Your task: Across the listing that follows, work out how many lines carry the string "trunk". Provide that number and nothing else.

* * * *

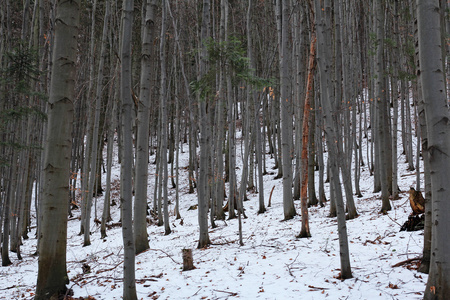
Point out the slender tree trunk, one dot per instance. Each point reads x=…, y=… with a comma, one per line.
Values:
x=437, y=118
x=305, y=130
x=286, y=113
x=143, y=122
x=129, y=283
x=203, y=197
x=52, y=272
x=164, y=123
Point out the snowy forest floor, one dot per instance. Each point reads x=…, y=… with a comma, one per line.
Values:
x=273, y=263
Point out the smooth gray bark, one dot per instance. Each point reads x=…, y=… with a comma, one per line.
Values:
x=286, y=114
x=438, y=133
x=52, y=272
x=143, y=123
x=203, y=197
x=126, y=197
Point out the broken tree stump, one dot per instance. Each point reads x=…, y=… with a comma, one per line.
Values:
x=188, y=261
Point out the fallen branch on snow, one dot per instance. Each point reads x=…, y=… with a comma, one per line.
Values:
x=405, y=262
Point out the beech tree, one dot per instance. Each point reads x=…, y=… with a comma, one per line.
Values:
x=438, y=137
x=126, y=197
x=52, y=271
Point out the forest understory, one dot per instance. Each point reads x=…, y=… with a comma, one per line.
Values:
x=272, y=264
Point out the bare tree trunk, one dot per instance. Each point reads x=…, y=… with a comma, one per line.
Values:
x=203, y=197
x=437, y=118
x=129, y=283
x=286, y=113
x=52, y=272
x=305, y=130
x=143, y=120
x=164, y=124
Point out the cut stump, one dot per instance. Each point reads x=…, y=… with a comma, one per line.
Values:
x=188, y=261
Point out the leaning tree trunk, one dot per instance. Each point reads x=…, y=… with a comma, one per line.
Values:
x=52, y=272
x=129, y=283
x=437, y=120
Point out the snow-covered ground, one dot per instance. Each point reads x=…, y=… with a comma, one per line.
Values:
x=272, y=264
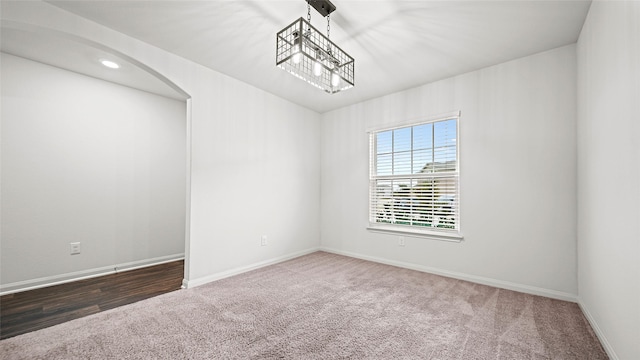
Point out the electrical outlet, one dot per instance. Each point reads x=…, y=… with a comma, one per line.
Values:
x=75, y=248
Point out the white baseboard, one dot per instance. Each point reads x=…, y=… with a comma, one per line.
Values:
x=461, y=276
x=32, y=284
x=594, y=325
x=239, y=270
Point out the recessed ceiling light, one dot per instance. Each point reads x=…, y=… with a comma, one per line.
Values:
x=110, y=64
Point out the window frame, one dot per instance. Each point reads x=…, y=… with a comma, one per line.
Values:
x=454, y=235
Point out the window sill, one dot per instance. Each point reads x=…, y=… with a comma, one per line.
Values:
x=435, y=235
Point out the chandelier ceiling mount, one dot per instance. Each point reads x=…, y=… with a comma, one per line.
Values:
x=311, y=56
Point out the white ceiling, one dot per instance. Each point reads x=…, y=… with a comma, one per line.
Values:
x=396, y=44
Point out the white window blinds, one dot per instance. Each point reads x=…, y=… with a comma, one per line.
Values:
x=414, y=177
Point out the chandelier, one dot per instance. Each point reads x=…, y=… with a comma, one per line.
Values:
x=309, y=55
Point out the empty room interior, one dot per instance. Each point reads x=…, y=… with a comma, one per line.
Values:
x=335, y=179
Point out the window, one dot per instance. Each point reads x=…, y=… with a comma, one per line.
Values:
x=414, y=174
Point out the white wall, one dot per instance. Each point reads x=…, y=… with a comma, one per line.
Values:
x=608, y=58
x=254, y=157
x=518, y=173
x=85, y=160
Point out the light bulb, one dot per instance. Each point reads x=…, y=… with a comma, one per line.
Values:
x=317, y=68
x=297, y=56
x=335, y=79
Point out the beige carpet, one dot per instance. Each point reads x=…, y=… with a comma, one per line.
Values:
x=324, y=306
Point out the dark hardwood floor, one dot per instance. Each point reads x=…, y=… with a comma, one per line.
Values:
x=37, y=309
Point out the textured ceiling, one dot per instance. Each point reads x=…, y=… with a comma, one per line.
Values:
x=396, y=44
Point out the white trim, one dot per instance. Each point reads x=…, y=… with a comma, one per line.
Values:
x=239, y=270
x=554, y=294
x=418, y=121
x=415, y=232
x=599, y=333
x=32, y=284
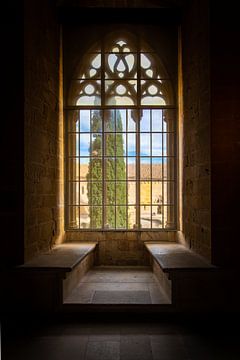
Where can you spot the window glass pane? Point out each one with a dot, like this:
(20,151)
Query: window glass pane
(95,169)
(157,217)
(91,67)
(110,164)
(84,120)
(157,120)
(145,168)
(110,144)
(84,169)
(151,68)
(169,120)
(73,169)
(145,121)
(120,168)
(121,193)
(96,120)
(95,193)
(131,119)
(156,92)
(120,144)
(131,168)
(73,121)
(168,191)
(145,216)
(85,92)
(120,92)
(84,219)
(110,193)
(73,193)
(157,168)
(145,144)
(121,217)
(131,189)
(73,217)
(157,144)
(108,160)
(157,193)
(131,217)
(121,120)
(168,217)
(95,217)
(131,144)
(85,144)
(109,120)
(110,217)
(145,192)
(73,144)
(168,168)
(83,192)
(96,145)
(121,65)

* * * *

Answer to this problem: 3